Each record, in full, must be restated word for word.

(LISTED RECORDS Opens)

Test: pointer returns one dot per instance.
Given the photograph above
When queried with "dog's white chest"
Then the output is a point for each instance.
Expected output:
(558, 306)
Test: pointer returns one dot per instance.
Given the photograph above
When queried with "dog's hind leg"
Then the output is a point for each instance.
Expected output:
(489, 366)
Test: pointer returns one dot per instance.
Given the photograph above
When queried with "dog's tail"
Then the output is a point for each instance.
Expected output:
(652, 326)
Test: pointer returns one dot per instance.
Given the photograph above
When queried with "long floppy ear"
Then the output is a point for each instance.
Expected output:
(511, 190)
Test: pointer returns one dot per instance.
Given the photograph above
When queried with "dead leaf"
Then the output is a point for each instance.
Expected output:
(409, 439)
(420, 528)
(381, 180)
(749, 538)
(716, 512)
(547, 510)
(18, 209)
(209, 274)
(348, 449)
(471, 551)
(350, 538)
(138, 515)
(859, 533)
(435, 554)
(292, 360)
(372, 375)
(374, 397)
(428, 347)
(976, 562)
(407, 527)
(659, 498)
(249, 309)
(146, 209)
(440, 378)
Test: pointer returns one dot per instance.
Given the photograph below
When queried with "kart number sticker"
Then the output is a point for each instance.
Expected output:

(LISTED RECORDS Closes)

OUTPUT OF THE EXERCISE ▸
Test: pointer returns one dot per instance.
Given the photograph above
When queried with "dog's white chest"
Then the output is a point for each instance.
Expected output:
(558, 306)
Test: pointer returns one dot per instance.
Given the photograph above
When queried with "dog's hind leg"
Then the output is a point for each instance.
Expected output:
(489, 366)
Test: pointer returns one dot per instance.
Given the photograph above
When queried with "dog's tail"
Then the output is a point for each instance.
Expected output:
(652, 326)
Test: pointer returns one dot per instance.
Given the photograph above
When queried with "long floppy ear"
Then the output is a point for each instance.
Expected output:
(511, 190)
Test: pointer returns one dot per instance.
Given the photograph above
When queried with "dead leaf"
Then the output is a point for each instance.
Expected output:
(409, 439)
(420, 528)
(381, 180)
(749, 538)
(716, 512)
(547, 510)
(18, 209)
(209, 274)
(348, 449)
(471, 551)
(350, 538)
(138, 515)
(859, 533)
(435, 554)
(292, 360)
(372, 375)
(374, 397)
(428, 347)
(976, 562)
(407, 527)
(659, 498)
(249, 309)
(146, 209)
(440, 378)
Test: pointer returns one dot per instance.
Given the photograph below
When queried with "kart number sticker"
Then the output is a point for each instance.
Expected output:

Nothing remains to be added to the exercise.